TASK ITEM
Format the records below as a JSON list of strings with one string per line. Leave out blank lines.

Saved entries

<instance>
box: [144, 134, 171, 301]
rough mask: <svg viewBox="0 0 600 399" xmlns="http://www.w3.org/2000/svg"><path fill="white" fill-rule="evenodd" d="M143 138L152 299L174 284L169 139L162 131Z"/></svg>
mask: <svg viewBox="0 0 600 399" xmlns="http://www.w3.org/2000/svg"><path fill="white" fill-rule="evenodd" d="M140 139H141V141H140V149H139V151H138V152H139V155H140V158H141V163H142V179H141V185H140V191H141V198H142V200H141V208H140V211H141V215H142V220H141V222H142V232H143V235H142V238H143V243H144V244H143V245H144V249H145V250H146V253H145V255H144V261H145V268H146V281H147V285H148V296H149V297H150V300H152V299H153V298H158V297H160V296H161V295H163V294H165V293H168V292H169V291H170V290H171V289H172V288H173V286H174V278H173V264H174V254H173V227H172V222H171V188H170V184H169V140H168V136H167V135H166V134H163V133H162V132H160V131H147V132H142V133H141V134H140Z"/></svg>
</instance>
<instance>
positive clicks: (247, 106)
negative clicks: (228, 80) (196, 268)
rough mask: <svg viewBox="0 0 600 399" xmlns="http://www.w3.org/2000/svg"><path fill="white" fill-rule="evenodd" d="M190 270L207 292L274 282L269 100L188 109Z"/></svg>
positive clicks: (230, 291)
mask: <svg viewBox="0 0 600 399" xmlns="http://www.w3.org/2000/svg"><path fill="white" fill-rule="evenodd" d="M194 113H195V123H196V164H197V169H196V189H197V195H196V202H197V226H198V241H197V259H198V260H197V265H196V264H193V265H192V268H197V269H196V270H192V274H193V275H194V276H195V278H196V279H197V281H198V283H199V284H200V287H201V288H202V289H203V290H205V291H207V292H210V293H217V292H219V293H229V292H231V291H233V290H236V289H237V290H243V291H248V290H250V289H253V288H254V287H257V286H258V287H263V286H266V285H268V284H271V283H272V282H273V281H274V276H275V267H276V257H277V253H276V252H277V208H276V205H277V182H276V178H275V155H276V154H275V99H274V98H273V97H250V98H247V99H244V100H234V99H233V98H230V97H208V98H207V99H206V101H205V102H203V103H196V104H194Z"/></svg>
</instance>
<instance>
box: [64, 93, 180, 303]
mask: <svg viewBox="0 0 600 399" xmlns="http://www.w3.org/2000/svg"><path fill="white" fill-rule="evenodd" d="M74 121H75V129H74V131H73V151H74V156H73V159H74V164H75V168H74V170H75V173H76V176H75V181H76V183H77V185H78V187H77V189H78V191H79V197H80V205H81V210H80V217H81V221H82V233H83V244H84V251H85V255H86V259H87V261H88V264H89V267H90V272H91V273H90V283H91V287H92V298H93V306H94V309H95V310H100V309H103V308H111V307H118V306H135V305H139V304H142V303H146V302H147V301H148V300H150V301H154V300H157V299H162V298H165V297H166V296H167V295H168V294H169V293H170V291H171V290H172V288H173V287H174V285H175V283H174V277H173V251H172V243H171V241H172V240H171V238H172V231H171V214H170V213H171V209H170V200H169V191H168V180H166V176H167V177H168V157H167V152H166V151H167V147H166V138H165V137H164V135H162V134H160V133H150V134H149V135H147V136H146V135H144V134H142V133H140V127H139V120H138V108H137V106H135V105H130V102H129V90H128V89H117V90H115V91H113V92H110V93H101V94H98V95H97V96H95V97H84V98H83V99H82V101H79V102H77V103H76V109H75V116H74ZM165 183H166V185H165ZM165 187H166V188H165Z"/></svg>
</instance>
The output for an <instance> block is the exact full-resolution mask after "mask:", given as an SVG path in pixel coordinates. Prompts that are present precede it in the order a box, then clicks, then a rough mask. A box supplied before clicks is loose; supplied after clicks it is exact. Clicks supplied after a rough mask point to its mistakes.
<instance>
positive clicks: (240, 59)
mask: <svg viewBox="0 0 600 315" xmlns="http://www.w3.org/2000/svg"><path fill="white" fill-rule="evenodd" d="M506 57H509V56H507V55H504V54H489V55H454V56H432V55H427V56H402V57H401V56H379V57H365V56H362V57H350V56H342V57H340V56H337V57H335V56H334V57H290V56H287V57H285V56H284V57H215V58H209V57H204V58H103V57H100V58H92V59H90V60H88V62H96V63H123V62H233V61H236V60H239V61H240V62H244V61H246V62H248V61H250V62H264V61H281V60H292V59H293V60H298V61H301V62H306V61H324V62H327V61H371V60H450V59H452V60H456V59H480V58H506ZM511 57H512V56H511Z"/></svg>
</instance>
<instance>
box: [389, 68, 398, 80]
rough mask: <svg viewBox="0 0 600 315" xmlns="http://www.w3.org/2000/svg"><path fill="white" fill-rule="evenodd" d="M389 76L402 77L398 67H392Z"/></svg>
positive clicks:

TASK RESULT
[
  "<instance>",
  "box: [144, 134, 171, 301]",
  "rough mask: <svg viewBox=\"0 0 600 399\" xmlns=\"http://www.w3.org/2000/svg\"><path fill=\"white\" fill-rule=\"evenodd\" d=\"M143 138L152 299L174 284L169 139L162 131Z\"/></svg>",
  "mask: <svg viewBox=\"0 0 600 399\" xmlns=\"http://www.w3.org/2000/svg\"><path fill=\"white\" fill-rule=\"evenodd\" d=\"M140 139H141V141H140V149H139V151H138V152H139V155H140V158H141V163H142V179H141V185H140V191H141V198H142V200H141V208H140V211H141V215H142V220H141V222H142V232H143V235H142V238H143V243H144V244H143V245H144V249H145V250H146V253H145V255H144V261H145V268H146V281H147V285H148V296H149V297H150V300H152V299H153V298H158V297H160V296H161V295H163V294H165V293H168V292H169V291H170V290H171V289H172V288H173V286H174V278H173V264H174V254H173V227H172V222H171V188H170V184H169V140H168V136H167V135H166V134H163V133H162V132H160V131H147V132H142V133H141V134H140Z\"/></svg>",
  "</instance>",
  "<instance>",
  "positive clicks: (247, 106)",
  "negative clicks: (228, 80) (196, 268)",
  "rough mask: <svg viewBox=\"0 0 600 399\" xmlns=\"http://www.w3.org/2000/svg\"><path fill=\"white\" fill-rule=\"evenodd\" d=\"M190 270L207 292L274 282L269 100L188 109Z\"/></svg>",
  "positive clicks: (230, 291)",
  "mask: <svg viewBox=\"0 0 600 399\" xmlns=\"http://www.w3.org/2000/svg\"><path fill=\"white\" fill-rule=\"evenodd\" d=\"M194 113H195V123H196V164H197V169H196V189H197V195H196V202H197V226H198V241H197V259H198V260H197V265H196V264H193V265H192V268H197V269H196V270H192V274H193V275H194V276H195V278H196V279H197V281H198V283H199V284H200V287H201V288H202V289H203V290H205V291H207V292H210V293H217V292H219V293H229V292H231V291H233V290H236V289H237V290H243V291H248V290H250V289H253V288H254V287H257V286H258V287H263V286H266V285H268V284H271V283H272V282H273V281H274V276H275V267H276V257H277V253H276V252H277V208H276V205H277V182H276V178H275V155H276V154H275V99H274V98H273V97H250V98H247V99H244V100H234V99H233V98H230V97H208V98H207V99H206V101H205V102H203V103H196V104H194Z\"/></svg>",
  "</instance>",
  "<instance>",
  "box: [64, 93, 180, 303]",
  "mask: <svg viewBox=\"0 0 600 399\" xmlns=\"http://www.w3.org/2000/svg\"><path fill=\"white\" fill-rule=\"evenodd\" d=\"M74 121H75V129H74V131H73V151H74V156H73V159H74V164H75V168H74V170H75V173H76V176H75V181H76V183H77V185H78V187H77V189H78V191H79V197H80V205H81V210H80V217H81V221H82V233H83V244H84V251H85V255H86V259H87V261H88V264H89V267H90V272H91V273H90V283H91V287H92V298H93V306H94V309H95V310H100V309H103V308H111V307H118V306H135V305H139V304H142V303H146V302H147V301H148V300H150V301H154V300H157V299H162V298H165V297H166V296H167V295H168V294H169V293H170V291H171V290H172V288H173V287H174V285H175V283H174V277H173V251H172V243H171V241H172V240H171V238H172V231H171V214H170V213H171V209H170V200H169V191H168V180H166V176H167V177H168V157H167V152H166V151H167V147H166V138H165V137H164V135H162V134H160V133H150V134H149V135H147V136H146V135H144V134H142V133H140V127H139V120H138V108H137V106H135V105H130V102H129V90H128V89H117V90H115V91H113V92H110V93H101V94H98V95H97V96H95V97H84V98H83V99H82V101H79V102H77V103H76V109H75V116H74ZM165 183H166V185H165ZM165 187H166V188H165Z\"/></svg>",
  "</instance>",
  "The output for an <instance> block is the exact full-resolution mask after \"mask:\", given as an SVG path in pixel coordinates. Prompts that are present precede it in the order a box, then clicks, then a rough mask. A box supplied before clicks is loose; supplied after clicks it is exact. Clicks supplied after a rough mask point to its mistakes.",
  "<instance>",
  "positive clicks: (240, 59)",
  "mask: <svg viewBox=\"0 0 600 315\" xmlns=\"http://www.w3.org/2000/svg\"><path fill=\"white\" fill-rule=\"evenodd\" d=\"M506 57H509V56H507V55H504V54H489V55H454V56H432V55H427V56H402V57H401V56H379V57H365V56H362V57H350V56H342V57H340V56H337V57H335V56H334V57H290V56H287V57H285V56H284V57H215V58H209V57H204V58H103V57H100V58H92V59H90V60H88V62H96V63H123V62H233V61H236V60H239V61H240V62H244V61H246V62H248V61H250V62H264V61H281V60H292V59H293V60H298V61H301V62H306V61H324V62H327V61H371V60H450V59H452V60H456V59H480V58H506ZM511 57H512V56H511Z\"/></svg>",
  "</instance>",
  "<instance>",
  "box: [389, 68, 398, 80]",
  "rough mask: <svg viewBox=\"0 0 600 315\" xmlns=\"http://www.w3.org/2000/svg\"><path fill=\"white\" fill-rule=\"evenodd\" d=\"M389 76L402 77L398 67H392Z\"/></svg>",
  "positive clicks:"
]